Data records
= Beginning of Section =
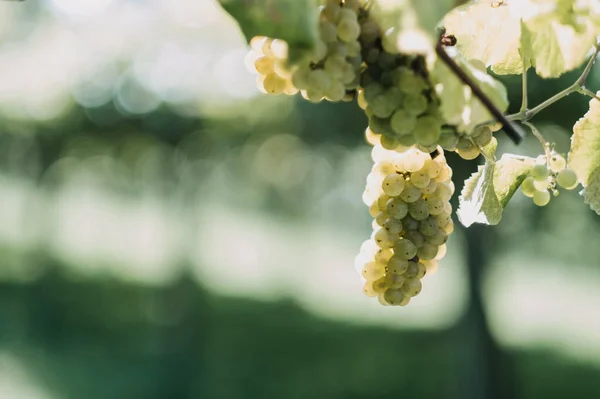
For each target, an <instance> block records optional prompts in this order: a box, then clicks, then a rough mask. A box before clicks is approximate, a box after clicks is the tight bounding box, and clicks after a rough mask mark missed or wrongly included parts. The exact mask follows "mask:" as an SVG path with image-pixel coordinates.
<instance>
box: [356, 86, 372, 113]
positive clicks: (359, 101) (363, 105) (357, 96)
mask: <svg viewBox="0 0 600 399" xmlns="http://www.w3.org/2000/svg"><path fill="white" fill-rule="evenodd" d="M356 102H357V103H358V106H359V107H360V108H361V109H362V110H365V109H367V106H368V105H369V103H367V100H365V91H364V90H359V91H358V96H356Z"/></svg>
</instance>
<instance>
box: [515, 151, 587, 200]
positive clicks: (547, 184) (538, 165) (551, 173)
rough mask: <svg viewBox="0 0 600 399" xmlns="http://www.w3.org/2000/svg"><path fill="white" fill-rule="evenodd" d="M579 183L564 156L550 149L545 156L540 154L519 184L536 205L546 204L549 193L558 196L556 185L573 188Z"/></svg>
mask: <svg viewBox="0 0 600 399" xmlns="http://www.w3.org/2000/svg"><path fill="white" fill-rule="evenodd" d="M578 185H579V182H578V180H577V175H576V174H575V171H574V170H573V169H571V168H569V167H568V166H567V161H566V160H565V158H564V157H563V156H562V155H560V154H558V153H556V152H554V151H552V152H551V153H550V154H549V155H548V156H547V157H546V156H540V157H539V158H538V160H537V163H536V165H535V166H533V167H532V168H531V170H530V171H529V175H528V176H527V177H526V178H525V180H523V183H522V184H521V191H522V192H523V194H524V195H525V196H527V197H529V198H531V199H532V200H533V203H534V204H535V205H537V206H546V205H548V203H549V202H550V194H551V193H552V195H554V196H555V197H556V196H558V193H559V191H558V187H562V188H564V189H566V190H573V189H575V188H576V187H577V186H578Z"/></svg>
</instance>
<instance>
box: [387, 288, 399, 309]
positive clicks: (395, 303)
mask: <svg viewBox="0 0 600 399" xmlns="http://www.w3.org/2000/svg"><path fill="white" fill-rule="evenodd" d="M383 297H384V298H385V301H386V302H387V303H389V304H390V305H393V306H401V304H402V303H403V302H404V294H403V293H402V290H401V289H389V290H387V291H386V292H385V294H383Z"/></svg>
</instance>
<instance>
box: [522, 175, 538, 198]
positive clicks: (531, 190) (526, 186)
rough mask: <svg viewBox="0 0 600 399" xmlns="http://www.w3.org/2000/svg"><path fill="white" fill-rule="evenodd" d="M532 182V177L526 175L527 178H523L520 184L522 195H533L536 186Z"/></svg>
mask: <svg viewBox="0 0 600 399" xmlns="http://www.w3.org/2000/svg"><path fill="white" fill-rule="evenodd" d="M534 182H535V180H533V177H531V176H527V178H525V180H523V183H522V184H521V191H522V192H523V195H525V196H526V197H529V198H532V197H533V194H534V193H535V191H536V188H535V186H534V184H533V183H534Z"/></svg>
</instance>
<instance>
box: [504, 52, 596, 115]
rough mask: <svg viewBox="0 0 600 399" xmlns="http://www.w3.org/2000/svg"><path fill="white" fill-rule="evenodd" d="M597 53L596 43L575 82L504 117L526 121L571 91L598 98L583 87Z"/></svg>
mask: <svg viewBox="0 0 600 399" xmlns="http://www.w3.org/2000/svg"><path fill="white" fill-rule="evenodd" d="M598 53H600V44H599V43H596V46H595V50H594V54H593V55H592V57H591V58H590V59H589V61H588V63H587V65H586V66H585V69H584V70H583V72H582V73H581V75H580V76H579V77H578V78H577V80H576V81H575V82H573V84H572V85H571V86H569V87H567V88H566V89H564V90H562V91H560V92H558V93H557V94H555V95H553V96H552V97H550V98H549V99H547V100H546V101H544V102H542V103H541V104H538V105H536V106H535V107H533V108H531V109H523V108H521V111H519V112H517V113H516V114H512V115H508V116H507V117H506V119H508V120H511V121H521V122H523V123H524V122H527V121H528V120H530V119H531V118H533V117H534V116H535V115H536V114H537V113H539V112H540V111H542V110H544V109H545V108H547V107H549V106H550V105H552V104H554V103H555V102H557V101H559V100H562V99H563V98H565V97H566V96H568V95H569V94H571V93H580V94H584V95H586V96H590V97H592V98H596V99H598V100H600V98H598V97H597V96H596V95H595V94H594V93H593V92H591V91H590V90H588V89H586V88H585V81H586V80H587V77H588V75H589V74H590V72H591V70H592V66H593V65H594V62H595V61H596V58H597V57H598ZM523 76H525V72H523ZM524 95H525V94H524Z"/></svg>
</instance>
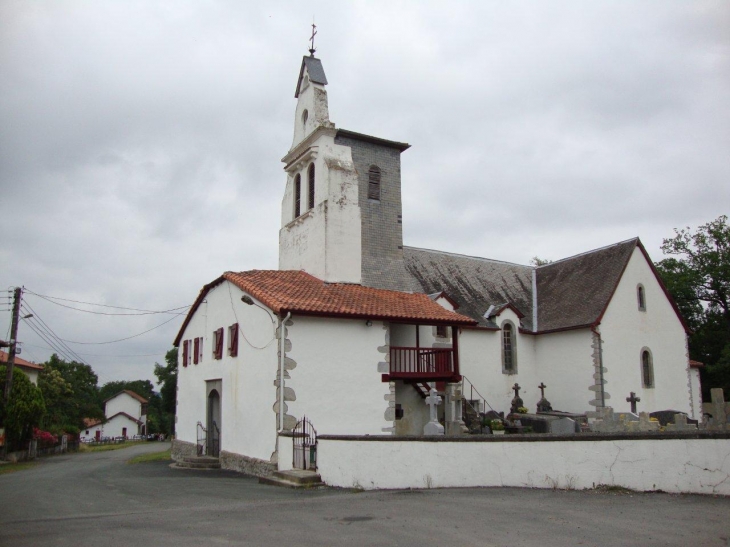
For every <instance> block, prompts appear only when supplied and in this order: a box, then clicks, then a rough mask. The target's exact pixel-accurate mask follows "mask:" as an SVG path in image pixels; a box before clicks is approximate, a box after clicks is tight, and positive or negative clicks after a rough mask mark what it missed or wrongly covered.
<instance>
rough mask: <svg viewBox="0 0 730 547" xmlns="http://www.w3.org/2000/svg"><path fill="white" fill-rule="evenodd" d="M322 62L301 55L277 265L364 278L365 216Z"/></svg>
mask: <svg viewBox="0 0 730 547" xmlns="http://www.w3.org/2000/svg"><path fill="white" fill-rule="evenodd" d="M326 85H327V77H326V76H325V73H324V68H323V66H322V61H320V60H319V59H318V58H316V57H315V56H314V48H312V49H310V55H309V56H305V57H304V58H303V59H302V64H301V67H300V69H299V78H298V79H297V87H296V91H295V93H294V97H295V98H296V99H297V106H296V110H295V115H294V138H293V140H292V146H291V149H290V150H289V152H288V153H287V154H286V155H285V156H284V157H283V158H282V162H283V163H284V171H286V174H287V179H286V188H285V190H284V197H283V199H282V204H281V229H280V230H279V269H280V270H304V271H306V272H307V273H310V274H312V275H313V276H315V277H318V278H319V279H322V280H323V281H327V282H330V283H360V282H361V279H362V277H361V272H362V247H361V239H362V237H361V216H360V206H359V203H358V177H357V172H356V171H355V165H354V163H353V161H352V153H351V150H350V147H348V146H343V145H340V144H336V143H335V136H336V135H337V129H336V128H335V124H334V123H332V122H331V121H330V119H329V109H328V107H327V91H326V90H325V86H326Z"/></svg>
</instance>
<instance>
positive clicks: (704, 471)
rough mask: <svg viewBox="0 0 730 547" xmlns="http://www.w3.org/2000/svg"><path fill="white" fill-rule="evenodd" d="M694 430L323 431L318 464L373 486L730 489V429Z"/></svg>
mask: <svg viewBox="0 0 730 547" xmlns="http://www.w3.org/2000/svg"><path fill="white" fill-rule="evenodd" d="M694 437H695V438H690V437H685V438H680V437H679V436H674V437H673V438H670V437H666V438H662V439H660V438H656V437H655V438H648V437H647V436H644V437H643V438H642V437H641V436H634V437H631V436H630V435H624V436H623V438H622V436H614V437H605V438H603V439H597V438H596V439H581V440H576V438H575V437H573V438H571V439H570V440H569V439H566V438H563V439H564V440H558V439H553V440H552V441H547V440H534V441H532V440H530V441H524V442H521V441H517V440H508V439H504V440H502V439H495V438H489V439H486V440H484V439H482V440H478V439H474V438H467V439H466V440H461V441H460V440H456V439H454V440H452V439H449V438H444V437H442V438H440V439H439V440H433V441H432V440H428V439H418V440H403V439H397V438H394V437H385V438H380V439H359V440H358V439H354V438H337V437H330V436H321V437H320V439H319V446H318V451H317V466H318V472H319V473H320V475H321V476H322V480H323V481H324V482H326V483H327V484H328V485H329V486H337V487H343V488H347V487H356V488H364V489H367V490H369V489H379V488H446V487H476V486H511V487H528V488H560V489H585V488H593V487H596V486H598V485H611V486H622V487H625V488H630V489H632V490H639V491H653V490H663V491H665V492H673V493H674V492H676V493H680V492H683V493H697V494H720V495H730V436H728V435H727V434H718V435H714V436H712V435H710V436H706V437H705V438H697V437H699V435H695V436H694ZM522 439H524V437H523V438H522ZM282 440H283V439H282Z"/></svg>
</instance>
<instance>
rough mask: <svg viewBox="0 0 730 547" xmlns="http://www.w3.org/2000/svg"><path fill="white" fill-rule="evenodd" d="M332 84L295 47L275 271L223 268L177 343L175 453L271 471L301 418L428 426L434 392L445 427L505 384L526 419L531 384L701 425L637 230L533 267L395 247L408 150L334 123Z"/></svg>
= End of Section =
About this task: The required result is the entries above, printed exactly from the first line through the line with "box: [356, 86, 372, 113]", pictures excluded.

Response area:
For each target, an <instance> block records optional prompts in this order: a box, then clicks, then a rough mask. A box before clicks is approximate, a box after clicks is the tight bounding box, and clicks after a rough mask mark missed or wrongly included parts. The exact mask follows "mask:" as an SVG path with image-pixel coordinates.
<instance>
box: [356, 86, 372, 113]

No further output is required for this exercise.